■ PASSAGE TO READ:
--- START ---
Even if we were to assume that Echols was a public figure or that Lawton spoke about a matter of public concern, Echols’s complaint alleges that Lawton defamed him with actual malice. The complaint alleges that Lawton knew his statement that Echols remained under indictment was false because Lawton’s office had dismissed the charges against him after he presented DNA evidence to Lawton and the state crime lab confirmed the results of the DNA test. Indeed, after Lawton declined to retry Echols, a Georgia court dismissed the indictment against him. Because the complaint alleges that Lawton knew that Echols no longer remained under indictment for kidnapping and rape, Lawton’s alleged defamatory statement was made with actual malice.

The First Amendment affords no protection to Lawton’s alleged libel of Echols, so no "balance must be struck" here between the First Amendment rights of a plaintiff alleging retaliation for his speech and an official who allegedly retaliated through his own speech. Suarez Corp. , 202 F.3d at 687 n.13. We must instead determine only whether Lawton’s alleged libel violated Echols’s rights under the First Amendment.
--- END ---
■ RECORDS SUPPLIED:
--- START ---
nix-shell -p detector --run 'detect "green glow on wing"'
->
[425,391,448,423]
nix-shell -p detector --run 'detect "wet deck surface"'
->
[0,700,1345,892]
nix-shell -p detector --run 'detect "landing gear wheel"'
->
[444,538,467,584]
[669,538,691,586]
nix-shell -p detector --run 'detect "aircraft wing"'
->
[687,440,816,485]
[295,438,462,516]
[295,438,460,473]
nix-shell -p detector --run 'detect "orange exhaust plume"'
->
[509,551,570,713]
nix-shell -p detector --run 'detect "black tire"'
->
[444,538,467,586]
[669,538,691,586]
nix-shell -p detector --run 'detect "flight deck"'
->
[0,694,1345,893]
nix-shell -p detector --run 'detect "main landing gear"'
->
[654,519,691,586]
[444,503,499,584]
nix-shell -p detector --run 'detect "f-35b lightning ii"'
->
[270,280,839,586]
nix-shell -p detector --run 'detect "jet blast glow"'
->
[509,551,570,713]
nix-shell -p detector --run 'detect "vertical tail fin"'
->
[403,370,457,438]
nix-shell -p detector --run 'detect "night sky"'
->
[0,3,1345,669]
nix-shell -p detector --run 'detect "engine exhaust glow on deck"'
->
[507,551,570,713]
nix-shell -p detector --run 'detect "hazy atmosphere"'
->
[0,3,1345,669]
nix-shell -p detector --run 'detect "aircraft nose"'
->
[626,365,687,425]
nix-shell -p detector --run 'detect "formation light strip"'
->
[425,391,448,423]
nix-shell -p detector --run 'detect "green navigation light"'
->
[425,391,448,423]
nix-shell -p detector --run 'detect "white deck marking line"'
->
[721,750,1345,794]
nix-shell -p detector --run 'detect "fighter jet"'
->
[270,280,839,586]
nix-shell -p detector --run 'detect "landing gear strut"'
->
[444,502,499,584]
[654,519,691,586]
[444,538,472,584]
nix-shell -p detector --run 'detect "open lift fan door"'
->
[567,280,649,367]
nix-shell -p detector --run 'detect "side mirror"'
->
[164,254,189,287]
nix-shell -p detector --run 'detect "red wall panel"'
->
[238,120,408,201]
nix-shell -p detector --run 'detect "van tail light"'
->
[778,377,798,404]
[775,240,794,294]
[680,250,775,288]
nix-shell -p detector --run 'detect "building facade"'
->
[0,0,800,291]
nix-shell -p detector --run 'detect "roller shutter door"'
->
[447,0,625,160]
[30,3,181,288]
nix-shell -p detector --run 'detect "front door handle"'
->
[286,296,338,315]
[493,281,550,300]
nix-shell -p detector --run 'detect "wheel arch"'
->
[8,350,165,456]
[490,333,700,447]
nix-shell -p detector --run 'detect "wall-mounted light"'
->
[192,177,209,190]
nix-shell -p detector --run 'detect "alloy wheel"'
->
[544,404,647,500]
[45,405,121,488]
--- END ---
■ TASK DETAILS:
Continue the court opinion on Echols's defamation claim against Lawton, beginning right after its final sentence.

■ REPLY:
We acknowledge that some of our sister circuits have held that defamation is not actionable as retaliation in violation of the First Amendment, but their decisions do not persuade us. These circuits have held that an official’s defamatory speech by itself cannot constitute retaliation in violation of the First Amendment. See id. at 687 (holding that an official’s speech, "even if defamatory," does not amount to retaliation unless it is a threat, coercion, or intimidation); Colson , 174 F.3d at 512 (holding that allegedly defamatory accusations, "while they may chill speech, are not actionable under our First Amendment retaliation jurisprudence"); Gini v. Las Vegas Metro. Police Dep’t , 40 F.3d 1041, 1045 (9th Cir. 1994). The decisions of both the Fourth and the Fifth Circuits provide little explanation for their reasoning, but they appear to rest on a misreading of Paul v. Davis , 424 U.S. 693, 96 S.Ct. 1155, 47 L.Ed.2d 405 (1976), that originated in the Ninth Circuit, see Suarez Corp. , 202 F.3d at 687, 688 & n.14 ; Colson , 174 F.3d at 512, 514 & n.10 ; Gini , 40 F.3d at 1045. In Gini , the Ninth Circuit held that, under Paul , defamation is not actionable as retaliation absent harm to a more tangible interest than reputation. 40 F.3d at 1045. But in Paul , the Supreme Court addressed a distinct issue; it held that defamation standing alone cannot deprive a plaintiff of his right to due process . 424 U.S. at 712, 96 S.Ct. 1155. And whether defamation may constitute a violation of procedural due process does not dictate whether it can constitute retaliation in violation of the First Amendment. "The fact that reputation, the interest that the law of defamation primarily protects, is not a form of constitutional liberty or property [under the Due Process Clause] doesn’t mean that freedom of speech is not a constitutionally protected liberty—as of course it is." Tierney v. Vahle , 304 F.3d 734, 741 (7th Cir. 2002) (rejecting the Ninth Circuit’s reasoning in Gini ).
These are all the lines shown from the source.